Stored data entries
= = = = =
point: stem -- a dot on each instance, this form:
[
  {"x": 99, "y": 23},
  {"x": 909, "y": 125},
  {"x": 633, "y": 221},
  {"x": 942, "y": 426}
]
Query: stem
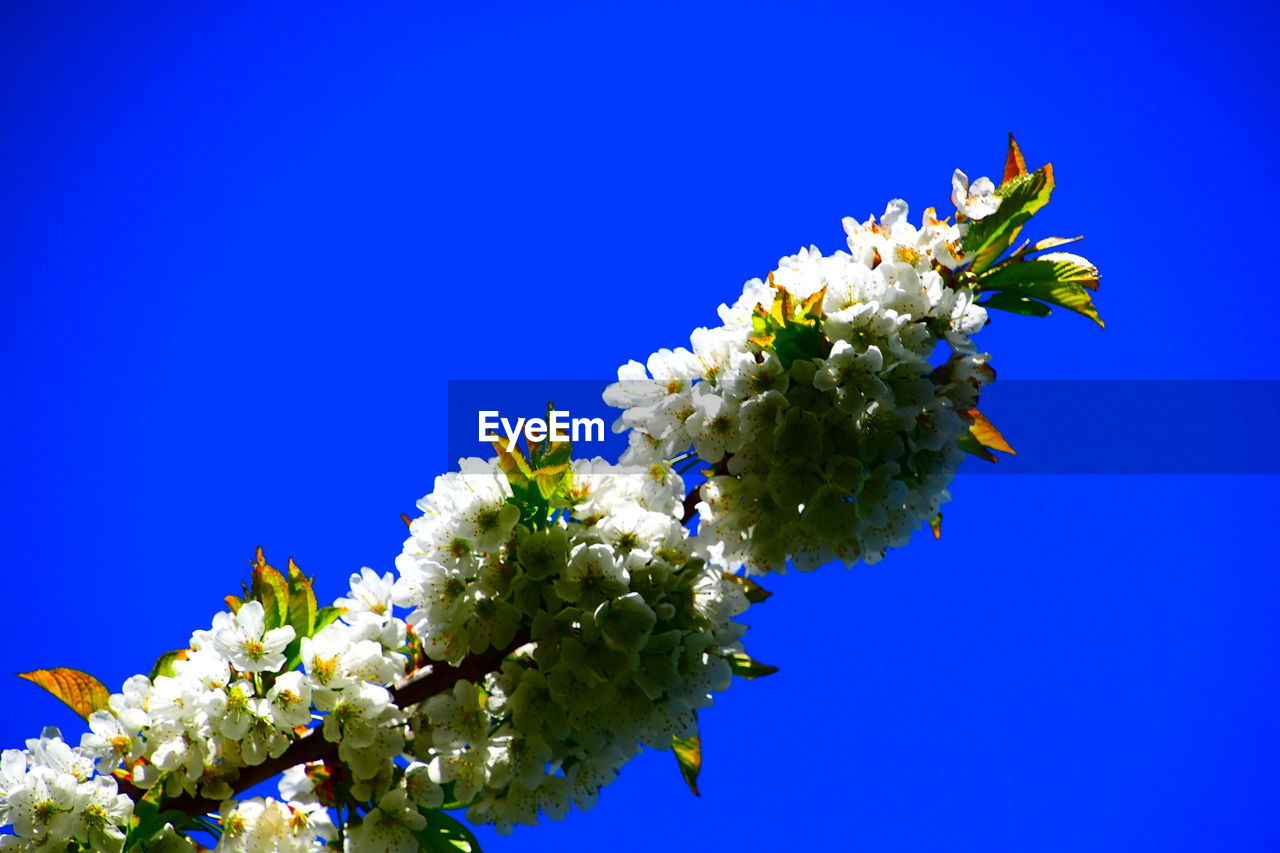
= = = = =
_Task_.
Scanning the data above, copy out every line where "stem" is found.

_Exercise solution_.
point: stem -- a dot on each instance, this form:
Query: stem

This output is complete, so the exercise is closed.